Выбранный отрывок =

.....

На рождественских каникулах 1990 года я пошел к отцу Кириллу (Павлову) на ставленническую исповедь. Он благословил меня на принятие сана. От его келии я побежал в Академию — к ректору. Тот начал уговаривать меня принять монашество. Но ссылка на благословение старца Кирилла (и его молитвы; в минуту, когда ректор уже уходил, я в сердце взмолился: “Господи, по молитвам отца Кирилла, вразуми его!”) превозмогла — “Ладно, давайте Ваше прошение!”.

Прошение студенты пишут в форме: “Прошу Ваше Высокопреосвященство ходатайствовать перед Святейшим Патриархом о моем рукоположении в сан…”. Соответственно, ректор написал обращение к патриарху Пимену. Патриарх благословил мое рукоположение. И затем уже председатель Отдела внешних церковных сношений (только что на это пост был тогда назначен архиепископ Кирилл) пишет письмо Румынскому патриарху Феоктисту, в котором по благословению патриарха Пимена просит патриарха Феоктиста рукоположить русского студента. И по окончании учебного года — в воскресенье 8 июля, в день святых Петра и Февронии,— в Патриаршем соборе Бухареста прошло мое посвящение во диакона.

А почему ждали конца учебного года?

Сначала была обычная бумажная волокита. А потом уже я попросил немного подождать — чтобы из Москвы мог после сессии приехать мой младший брат. Он впервые (тогда ему было 19) выехал из СССР. Кстати, родителям о принятом решении я ничего не говорил. Просто вышел к ним в рясе из поезда, уже приехав в Москву…

После службы я месяц возил брата по румынским монастырям. Хотел показать румынскую монашескую жизнь ему, а получилось, что прощался с нею сам… Уже на обратном пути спросил его:

— Дим, так а что тебе запомнилось больше всего?

.....

Данные для анализа =
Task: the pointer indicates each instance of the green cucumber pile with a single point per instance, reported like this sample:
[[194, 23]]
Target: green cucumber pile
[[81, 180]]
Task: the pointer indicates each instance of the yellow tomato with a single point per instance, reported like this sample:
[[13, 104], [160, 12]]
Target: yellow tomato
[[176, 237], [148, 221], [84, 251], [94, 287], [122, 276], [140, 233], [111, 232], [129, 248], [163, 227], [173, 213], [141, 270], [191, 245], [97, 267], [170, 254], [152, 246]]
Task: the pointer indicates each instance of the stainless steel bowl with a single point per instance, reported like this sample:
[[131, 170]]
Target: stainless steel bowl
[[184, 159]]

.....

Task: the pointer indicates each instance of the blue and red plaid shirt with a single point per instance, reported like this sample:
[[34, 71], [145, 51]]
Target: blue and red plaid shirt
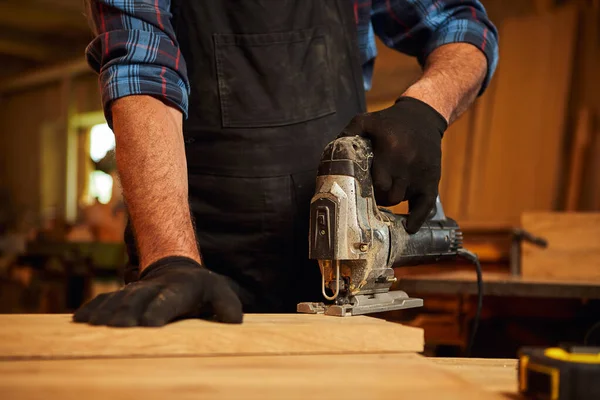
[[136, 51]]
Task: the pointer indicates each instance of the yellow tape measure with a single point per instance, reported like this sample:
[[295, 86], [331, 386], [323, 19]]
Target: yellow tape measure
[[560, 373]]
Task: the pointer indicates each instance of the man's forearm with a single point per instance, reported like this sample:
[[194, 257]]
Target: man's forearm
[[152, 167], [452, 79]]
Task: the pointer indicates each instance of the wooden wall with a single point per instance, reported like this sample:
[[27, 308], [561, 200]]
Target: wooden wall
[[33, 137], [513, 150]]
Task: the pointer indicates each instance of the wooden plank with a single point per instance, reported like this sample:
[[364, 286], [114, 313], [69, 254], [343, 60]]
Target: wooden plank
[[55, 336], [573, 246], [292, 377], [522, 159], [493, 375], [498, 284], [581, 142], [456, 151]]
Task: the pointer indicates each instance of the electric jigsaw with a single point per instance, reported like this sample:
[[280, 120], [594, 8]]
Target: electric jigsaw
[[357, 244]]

.....

Над чем работать = Замените в отрывке «воскресенье» на «субботу» и приведите его текст, начиная со слов «Прошение студенты пишут» и продолжая до слов «посвящение во диакона.».

Решение задачи =
Прошение студенты пишут в форме: “Прошу Ваше Высокопреосвященство ходатайствовать перед Святейшим Патриархом о моем рукоположении в сан…”. Соответственно, ректор написал обращение к патриарху Пимену. Патриарх благословил мое рукоположение. И затем уже председатель Отдела внешних церковных сношений (только что на это пост был тогда назначен архиепископ Кирилл) пишет письмо Румынскому патриарху Феоктисту, в котором по благословению патриарха Пимена просит патриарха Феоктиста рукоположить русского студента. И по окончании учебного года — в субботу 8 июля, в день святых Петра и Февронии,— в Патриаршем соборе Бухареста прошло мое посвящение во диакона.